- [WHAT YOU ARE ASKED TO DO]:
Transcribe every entry exactly, leaving out any pictures.

Photo-based referring expression data:
*****

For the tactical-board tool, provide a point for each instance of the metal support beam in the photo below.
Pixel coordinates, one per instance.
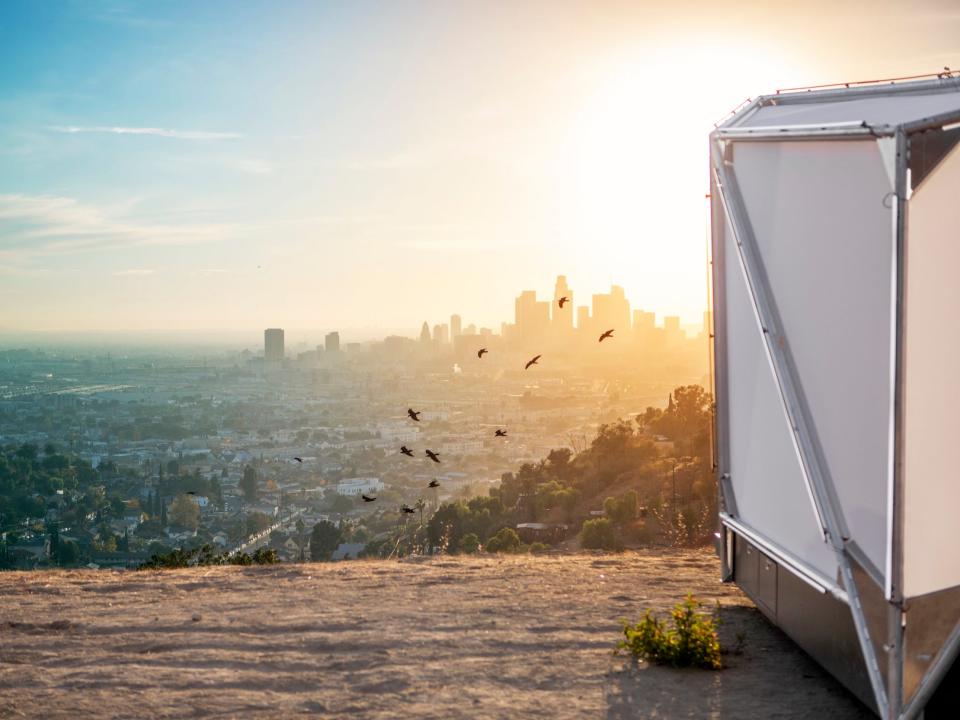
(814, 466)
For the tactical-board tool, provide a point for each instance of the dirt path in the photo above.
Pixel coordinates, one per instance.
(443, 638)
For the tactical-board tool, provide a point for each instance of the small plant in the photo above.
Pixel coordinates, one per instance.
(506, 540)
(205, 555)
(599, 534)
(688, 640)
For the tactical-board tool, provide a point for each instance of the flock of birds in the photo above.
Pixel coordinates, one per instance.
(500, 432)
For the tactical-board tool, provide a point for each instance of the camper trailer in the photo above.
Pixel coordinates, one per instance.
(835, 272)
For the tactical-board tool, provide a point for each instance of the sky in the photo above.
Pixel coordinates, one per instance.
(226, 166)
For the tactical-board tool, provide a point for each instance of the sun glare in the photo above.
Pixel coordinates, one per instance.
(640, 144)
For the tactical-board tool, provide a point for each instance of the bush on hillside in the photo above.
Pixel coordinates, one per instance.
(506, 540)
(599, 534)
(688, 640)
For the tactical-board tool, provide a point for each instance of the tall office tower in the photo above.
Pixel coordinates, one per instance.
(583, 319)
(644, 322)
(562, 316)
(332, 342)
(532, 317)
(671, 330)
(273, 344)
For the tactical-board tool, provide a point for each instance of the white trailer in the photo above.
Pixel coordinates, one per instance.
(836, 306)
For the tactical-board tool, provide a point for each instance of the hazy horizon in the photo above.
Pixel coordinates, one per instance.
(224, 165)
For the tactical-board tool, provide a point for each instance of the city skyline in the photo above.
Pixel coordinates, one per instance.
(183, 166)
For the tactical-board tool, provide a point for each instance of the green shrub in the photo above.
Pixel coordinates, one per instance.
(599, 534)
(204, 555)
(688, 640)
(506, 540)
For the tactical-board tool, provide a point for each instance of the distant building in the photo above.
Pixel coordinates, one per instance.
(273, 344)
(532, 316)
(611, 310)
(583, 318)
(356, 486)
(332, 342)
(562, 317)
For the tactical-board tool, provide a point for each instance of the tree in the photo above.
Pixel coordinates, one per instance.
(506, 540)
(324, 539)
(599, 534)
(248, 483)
(184, 512)
(470, 544)
(621, 509)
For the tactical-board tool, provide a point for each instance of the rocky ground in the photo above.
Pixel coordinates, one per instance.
(487, 637)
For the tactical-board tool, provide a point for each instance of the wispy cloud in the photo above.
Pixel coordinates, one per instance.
(44, 225)
(158, 132)
(134, 272)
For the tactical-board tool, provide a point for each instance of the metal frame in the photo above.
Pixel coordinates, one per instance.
(724, 189)
(814, 467)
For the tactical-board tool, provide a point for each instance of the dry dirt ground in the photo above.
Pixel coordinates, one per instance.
(490, 637)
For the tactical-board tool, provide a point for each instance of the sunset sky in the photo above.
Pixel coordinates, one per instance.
(238, 165)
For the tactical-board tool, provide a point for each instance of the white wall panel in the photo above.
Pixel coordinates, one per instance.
(765, 470)
(932, 383)
(825, 236)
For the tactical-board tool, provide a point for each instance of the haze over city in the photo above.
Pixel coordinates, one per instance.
(560, 358)
(229, 166)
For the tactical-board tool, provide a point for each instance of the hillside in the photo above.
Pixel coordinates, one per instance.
(511, 636)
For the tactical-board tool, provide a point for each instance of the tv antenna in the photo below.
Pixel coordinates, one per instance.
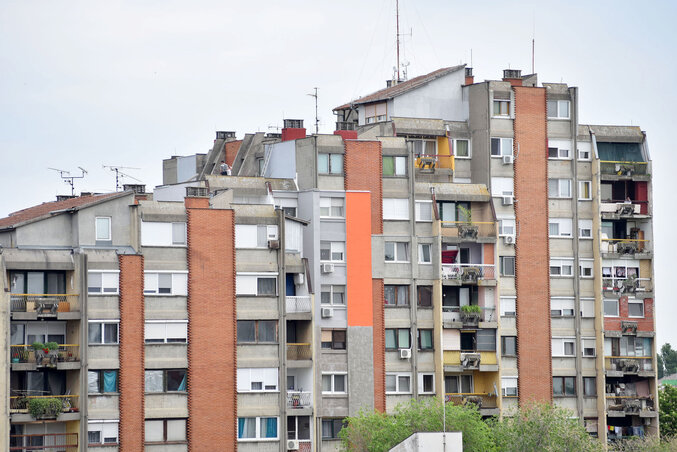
(70, 180)
(119, 174)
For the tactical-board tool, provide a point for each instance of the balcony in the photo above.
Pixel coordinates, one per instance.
(299, 399)
(61, 442)
(25, 357)
(480, 274)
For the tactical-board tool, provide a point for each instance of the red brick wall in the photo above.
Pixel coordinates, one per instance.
(532, 280)
(212, 397)
(132, 356)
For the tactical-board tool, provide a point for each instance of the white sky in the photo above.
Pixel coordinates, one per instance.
(129, 83)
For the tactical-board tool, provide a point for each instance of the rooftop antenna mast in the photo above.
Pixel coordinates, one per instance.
(70, 180)
(119, 174)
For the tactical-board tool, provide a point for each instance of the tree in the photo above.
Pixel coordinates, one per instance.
(372, 431)
(543, 427)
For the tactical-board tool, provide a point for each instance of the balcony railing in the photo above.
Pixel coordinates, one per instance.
(61, 442)
(26, 354)
(298, 303)
(299, 351)
(299, 399)
(620, 168)
(468, 231)
(42, 303)
(468, 273)
(628, 364)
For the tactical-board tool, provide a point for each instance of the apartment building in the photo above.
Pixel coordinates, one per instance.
(451, 239)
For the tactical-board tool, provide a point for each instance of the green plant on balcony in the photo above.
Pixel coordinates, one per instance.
(44, 407)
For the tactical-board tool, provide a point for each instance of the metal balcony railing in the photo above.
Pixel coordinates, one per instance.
(42, 303)
(299, 351)
(26, 354)
(468, 273)
(299, 399)
(298, 303)
(61, 442)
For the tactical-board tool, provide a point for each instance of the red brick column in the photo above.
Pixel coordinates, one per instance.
(212, 397)
(132, 353)
(532, 278)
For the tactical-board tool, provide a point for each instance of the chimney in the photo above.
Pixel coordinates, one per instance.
(293, 129)
(469, 78)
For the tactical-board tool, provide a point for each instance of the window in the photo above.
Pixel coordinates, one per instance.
(334, 383)
(610, 308)
(166, 331)
(256, 428)
(635, 308)
(257, 379)
(334, 339)
(165, 430)
(398, 383)
(425, 339)
(102, 432)
(559, 227)
(330, 163)
(165, 283)
(558, 109)
(563, 347)
(424, 253)
(562, 307)
(461, 149)
(332, 251)
(507, 264)
(253, 331)
(103, 332)
(584, 190)
(102, 381)
(589, 386)
(584, 229)
(173, 380)
(509, 345)
(501, 147)
(103, 282)
(509, 386)
(508, 306)
(563, 386)
(331, 428)
(396, 295)
(394, 166)
(395, 209)
(396, 252)
(333, 295)
(263, 285)
(103, 229)
(424, 295)
(559, 188)
(561, 267)
(506, 227)
(332, 207)
(424, 211)
(426, 383)
(397, 338)
(254, 235)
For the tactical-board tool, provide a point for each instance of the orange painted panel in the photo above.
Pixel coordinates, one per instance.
(358, 258)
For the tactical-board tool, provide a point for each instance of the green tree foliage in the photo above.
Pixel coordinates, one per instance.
(378, 432)
(543, 427)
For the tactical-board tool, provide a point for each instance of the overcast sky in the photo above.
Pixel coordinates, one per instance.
(129, 83)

*****

- [WRITTEN RESPONSE]:
For the tactical-board tool, provide a point for each instance of the metal support beam in the photo below.
Pixel coordinates, one per instance.
(814, 466)
For the tactical-board tool, provide a point for each instance of the dirt path in the photo above.
Pixel coordinates, one per instance.
(443, 638)
For the tactical-board tool, provide a point for each instance of the small plant in the photo above.
Pixel coordinates, one per instance.
(506, 540)
(205, 555)
(599, 534)
(688, 640)
For the tactical-board tool, provide a point for each instance of the flock of birds in the photo above.
Pixel coordinates, one per instance.
(500, 432)
For the tactical-board tool, provide a point for each instance of the camper trailer in the photo above.
Pixel coordinates, one per instance.
(835, 272)
For the tactical-board tool, provide a point for each instance of the sky in the photo above.
Pixel coordinates, one per instance.
(226, 166)
For the tactical-board tool, provide a point for each instance of the sun glare in the photo above.
Pixel coordinates, one per instance.
(640, 144)
For the tactical-board tool, provide a point for each instance of the bush on hillside in the photo above.
Pixel coordinates, one per instance.
(506, 540)
(599, 534)
(688, 640)
For the tactical-board tool, provide a point for each instance of the tall office tower in the photo above.
Pixel coordinates, one per instance.
(583, 319)
(644, 322)
(562, 316)
(332, 342)
(532, 317)
(671, 330)
(273, 344)
For the tactical-board tool, provide a point for each instance of the white trailer in the photo above.
Pixel coordinates, one per instance.
(836, 306)
For the tactical-board tool, provide a point for each instance of the hazy horizon in the photo above.
Pixel coordinates, one per instance.
(224, 165)
For the tactical-board tool, provide a point for each instance of the city skyline in the photo above.
Pixel coordinates, one per instance.
(183, 166)
For the tactical-board tool, provide a point for each instance of the green shrub in the photo above.
Pixel coordinates, one per instance.
(599, 534)
(204, 555)
(688, 640)
(506, 540)
For the tactical-board tool, provide a point for each instance of the distant building in the photo above.
Pixel coordinates, one per instance.
(273, 344)
(532, 316)
(611, 310)
(583, 318)
(356, 486)
(332, 342)
(562, 317)
For the tactical-board tool, provide a point for each instance of the tree in the photo above.
Pixel coordinates, one per instance.
(506, 540)
(324, 539)
(599, 534)
(248, 483)
(184, 512)
(470, 544)
(621, 509)
For the tactical-board tool, provide a point for each instance of the rocky ground in the photo above.
Pixel coordinates, one per instance.
(487, 637)
For the tactical-board tool, provide a point for each instance of the wispy cloud in the photo above.
Pixel coordinates, one per instance.
(44, 225)
(158, 132)
(134, 272)
For the tactical-board tool, provide a point for each instance of the metal frame in the photo above.
Pixel coordinates, one per instance.
(724, 189)
(814, 467)
For the tactical-board tool, provide a point for each instance of the dry dirt ground in the photo above.
Pixel coordinates, one per instance.
(490, 637)
For the tactical-board tool, provide a point for each instance of the sunset sky in the photo above.
Pixel coordinates, one per instance.
(238, 165)
For the tactical-board tool, provide a point for each instance of the white wall panel in the photo above.
Pixel coordinates, one per instance.
(765, 470)
(932, 383)
(825, 236)
For the tactical-board tool, provide a point for each instance of the haze over city in the photo above.
Pixel coordinates, one per instance.
(560, 358)
(229, 166)
For the tactical-board tool, provide a point for each instance of the hillside in the photo above.
Pixel coordinates, one per instance.
(511, 636)
For the tactical-board tool, provide a point for each instance of the tv antenna in the photo below.
Pixel coordinates, one per instance.
(70, 180)
(119, 174)
For the tactical-board tool, provide a point for each instance of the balcony in the photo above.
Pixel coordinates, one per instance.
(299, 399)
(61, 442)
(25, 357)
(480, 274)
For the tactical-board tool, provide a point for each instance of the red brick wall in the photo above.
Pixel coordinates, one per instance.
(532, 280)
(212, 397)
(132, 356)
For the tactical-board tool, provide a point for each instance of the white sky in the photo above.
Pixel coordinates, one per instance.
(129, 83)
For the tactical-board tool, provide a point for each instance of the rooftop antenna mast in the photo above.
Pixel coordinates, one per instance.
(70, 180)
(119, 174)
For the tactical-board tool, provide a point for each instance of the tree in the photo above.
Pixel coordinates, one per instance.
(372, 431)
(543, 427)
For the tactical-board tool, provide a point for each instance of the balcony railing in the photo above.
Pixel coordinates, one per instance.
(61, 442)
(26, 354)
(298, 303)
(299, 351)
(299, 399)
(620, 168)
(468, 231)
(42, 303)
(468, 273)
(628, 364)
For the tactical-board tool, provide a point for each instance of the apartment building in the photo above.
Pixel coordinates, one per instance.
(451, 239)
For the tactical-board tool, provide a point for each instance of the green plant on balcony in the photo above.
Pixel coordinates, one per instance.
(44, 407)
For the tactical-board tool, provide a point for each instance of the metal balcony railing in the photo above.
Pixel coordinates, one per instance.
(42, 303)
(299, 351)
(26, 354)
(468, 273)
(299, 399)
(298, 303)
(61, 442)
For the tactical-board tool, provide a point for each instance of the red brick column in the photo above.
Pixel coordinates, one per instance.
(212, 397)
(132, 353)
(532, 278)
For the tactical-board tool, provide a point for each instance of the chimney in the photo above.
Pixel coordinates, one per instance.
(293, 129)
(469, 78)
For the tactical-board tool, provide a point for each instance of the window in the photo above.
Pixel coordinates, one per instance.
(334, 383)
(610, 308)
(166, 331)
(256, 428)
(635, 308)
(257, 379)
(334, 339)
(165, 430)
(398, 383)
(425, 339)
(102, 432)
(559, 227)
(330, 163)
(165, 283)
(558, 109)
(563, 347)
(424, 253)
(562, 307)
(461, 149)
(332, 251)
(507, 264)
(253, 331)
(103, 332)
(584, 190)
(102, 381)
(589, 386)
(584, 229)
(173, 380)
(509, 345)
(501, 147)
(103, 282)
(509, 386)
(508, 306)
(563, 386)
(331, 428)
(396, 295)
(394, 166)
(395, 209)
(396, 252)
(333, 295)
(263, 285)
(103, 229)
(424, 295)
(559, 188)
(561, 267)
(506, 227)
(332, 207)
(424, 211)
(426, 383)
(397, 338)
(254, 235)
For the tactical-board tool, provide a point for each instance of the orange painted panel in the photo above.
Pixel coordinates, one per instance.
(358, 258)
For the tactical-board tool, provide a point for each instance of the green tree foliage in the photo above.
Pixel coordinates, one per instance.
(378, 432)
(543, 427)
For the tactical-board tool, provide a point for each instance of the overcast sky in the photo above.
Pixel coordinates, one per instance.
(129, 83)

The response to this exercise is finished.